Material provided Start Marker

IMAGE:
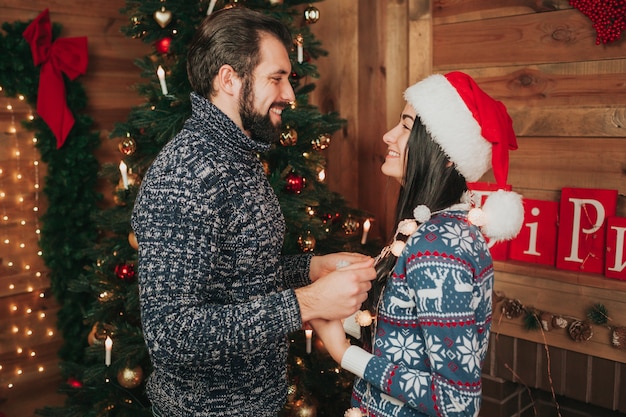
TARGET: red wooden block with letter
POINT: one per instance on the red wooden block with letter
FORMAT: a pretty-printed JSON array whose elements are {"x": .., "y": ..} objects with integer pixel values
[
  {"x": 582, "y": 228},
  {"x": 536, "y": 241},
  {"x": 616, "y": 248},
  {"x": 480, "y": 192}
]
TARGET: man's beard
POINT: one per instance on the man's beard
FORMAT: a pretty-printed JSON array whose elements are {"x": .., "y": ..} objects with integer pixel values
[{"x": 259, "y": 125}]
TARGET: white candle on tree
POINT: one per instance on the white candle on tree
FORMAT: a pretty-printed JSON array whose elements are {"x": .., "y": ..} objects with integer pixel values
[
  {"x": 161, "y": 76},
  {"x": 108, "y": 346},
  {"x": 124, "y": 172},
  {"x": 309, "y": 336},
  {"x": 366, "y": 229}
]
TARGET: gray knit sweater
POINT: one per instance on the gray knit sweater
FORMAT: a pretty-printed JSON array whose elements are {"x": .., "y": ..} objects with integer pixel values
[{"x": 217, "y": 299}]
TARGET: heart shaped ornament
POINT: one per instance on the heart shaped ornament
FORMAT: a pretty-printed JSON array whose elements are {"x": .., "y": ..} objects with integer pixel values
[{"x": 163, "y": 17}]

Material provided End Marker

From the line holding "POINT: one per instance on the heart" to the last line of the entries above, restate each line exactly; include both ends and omit everything else.

POINT: one per instance on the heart shaped ornament
FORMAT: a pretty-printed JSON array whose elements are {"x": .., "y": ..} objects with integer pixel values
[{"x": 163, "y": 17}]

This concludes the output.